Dataset items:
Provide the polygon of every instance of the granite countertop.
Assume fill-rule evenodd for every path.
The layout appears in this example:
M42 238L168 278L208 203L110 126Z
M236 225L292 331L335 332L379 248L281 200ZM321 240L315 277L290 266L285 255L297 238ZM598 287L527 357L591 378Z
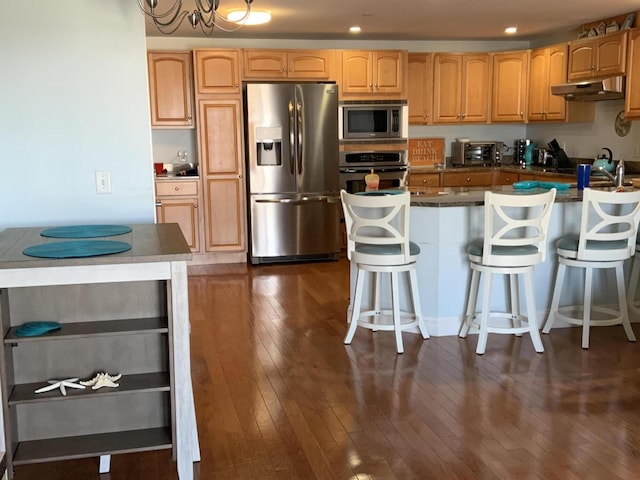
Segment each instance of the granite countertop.
M613 190L613 186L598 187L599 190ZM628 191L633 188L626 187ZM419 192L412 192L411 206L413 207L467 207L484 205L484 192L490 190L496 193L511 195L531 195L548 191L545 188L516 189L511 185L496 185L492 187L427 187ZM569 188L556 192L556 202L581 202L582 190Z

- **TASK PROMPT**
Please count up the lines above that include the string "every" and respond with the total alone.

- **EXERCISE ANSWER**
2